Selected excerpt:
=== Begin Enclosure ===

The invisibility cloak is now a reality with researchers of a new study demonstrating the effectiveness of one such cloak that is thin, scalable and adaptive to different types and sizes of objects.
Have you seen the Harry Potter movie where the young wizard sports an invisibility cloak? Have you always wanted one of those to sneak up on your friends or get up to some harmless mischief? Well! Your wish may have just come true because such a cloak is no more just a science-fiction but a reality, reports a new press release.
Researchers from The Edward S. Rogers Sr. Department of Electrical & Computer Engineering recently demonstrated an effective invisibility cloak that is thin, scalable and adaptive to different types and sizes of objects.
"Our active cloak is a completely new concept and design, aimed at beating the limits of [current cloaks] and we show that it indeed does," said Prof Andrea Alu, from the University of Texas at Austin. "If you want to make an object transparent at all angles and over broad bandwidths, this is a good solution. We are looking into realising this technology at the moment, but we are still at the early stages."
However, a BBC report revealed that this cloak can only conceal objects at specific wavelengths of light. An object becomes visible to the eye because light waves first hit the object and then bounce back. Similarly, when radio waves hit the object, they too bounce back, making the object detectable by radar detectors. In the new system, researchers George Eleftheriades and Michael Selvanayagam covered the object in a layer of tiny antennas that cancels out any waves that bounces off the object, making the object undetectable to radar.
Take for example a pen. When light waves bounce off the pen, it hits your eyes, making the object visible to you. The same goes for radar waves. However, with the researchers' new "invisibility cloak", the system cancels out any waves that would bounce back to a radar detector, rendering the object undetectable.
"We've taken an electrical engineering approach, but that's what we are excited about," said Eleftheriades. "It's very practical. We are looking into realizing this technology at the moment, but we are still at the early stages."
Such a clock could have its applications in eliminating obstacles in addition to military, microscopy, biomedical sensing, and energy harvesting devices.

=== End Enclosure ===

Stored data:
=== Begin Enclosure ===

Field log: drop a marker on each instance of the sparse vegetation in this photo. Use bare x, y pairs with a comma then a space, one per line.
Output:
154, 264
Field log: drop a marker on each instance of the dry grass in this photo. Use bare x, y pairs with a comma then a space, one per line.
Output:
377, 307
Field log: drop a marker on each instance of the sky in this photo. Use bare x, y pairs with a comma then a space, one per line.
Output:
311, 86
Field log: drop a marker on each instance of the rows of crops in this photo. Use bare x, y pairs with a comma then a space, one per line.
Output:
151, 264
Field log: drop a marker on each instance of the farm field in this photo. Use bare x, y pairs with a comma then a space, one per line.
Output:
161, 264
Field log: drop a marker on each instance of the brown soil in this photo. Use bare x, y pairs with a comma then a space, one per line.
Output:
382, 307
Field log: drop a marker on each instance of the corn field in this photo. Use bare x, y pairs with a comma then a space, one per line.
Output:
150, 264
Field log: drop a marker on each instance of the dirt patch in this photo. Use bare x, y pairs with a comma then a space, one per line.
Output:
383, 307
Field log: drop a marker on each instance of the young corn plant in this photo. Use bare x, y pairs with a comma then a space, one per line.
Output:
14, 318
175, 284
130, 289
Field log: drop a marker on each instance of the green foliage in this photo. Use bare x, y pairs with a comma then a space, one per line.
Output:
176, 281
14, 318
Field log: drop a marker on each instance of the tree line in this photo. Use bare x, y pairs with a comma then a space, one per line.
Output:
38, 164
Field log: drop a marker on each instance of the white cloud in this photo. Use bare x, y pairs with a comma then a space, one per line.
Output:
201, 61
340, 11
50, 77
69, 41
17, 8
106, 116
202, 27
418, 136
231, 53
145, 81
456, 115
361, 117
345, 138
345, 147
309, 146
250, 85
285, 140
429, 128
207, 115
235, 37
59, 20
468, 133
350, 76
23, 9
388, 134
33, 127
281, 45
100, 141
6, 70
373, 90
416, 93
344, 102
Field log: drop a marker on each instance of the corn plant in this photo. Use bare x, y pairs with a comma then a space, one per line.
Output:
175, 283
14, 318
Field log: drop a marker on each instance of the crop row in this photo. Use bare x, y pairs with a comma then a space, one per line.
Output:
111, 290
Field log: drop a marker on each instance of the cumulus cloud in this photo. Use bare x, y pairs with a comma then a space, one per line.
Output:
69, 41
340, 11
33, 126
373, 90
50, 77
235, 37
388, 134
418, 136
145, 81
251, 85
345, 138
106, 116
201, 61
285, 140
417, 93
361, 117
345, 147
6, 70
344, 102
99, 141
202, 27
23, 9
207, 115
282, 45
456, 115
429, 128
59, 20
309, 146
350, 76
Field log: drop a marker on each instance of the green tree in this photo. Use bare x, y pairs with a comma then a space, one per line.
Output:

=== End Enclosure ===

Exercises:
A - Rewrite the passage of the article on the invisibility cloak that begins at the words "However, a BBC" and stops after "undetectable to radar.", putting "sensors" in place of "antennas".
B - According to the article on the invisibility cloak, why does the new system make an object undetectable to radar?
These records bear no relation to the article on the invisibility cloak.

Answer set:
A -
However, a BBC report revealed that this cloak can only conceal objects at specific wavelengths of light. An object becomes visible to the eye because light waves first hit the object and then bounce back. Similarly, when radio waves hit the object, they too bounce back, making the object detectable by radar detectors. In the new system, researchers George Eleftheriades and Michael Selvanayagam covered the object in a layer of tiny sensors that cancels out any waves that bounces off the object, making the object undetectable to radar.

B - The system covers the object in a layer of tiny antennas that cancels out any waves bouncing off it. Radar detectors find an object through the radio waves that bounce back from it. With those waves cancelled, nothing returns to the detector.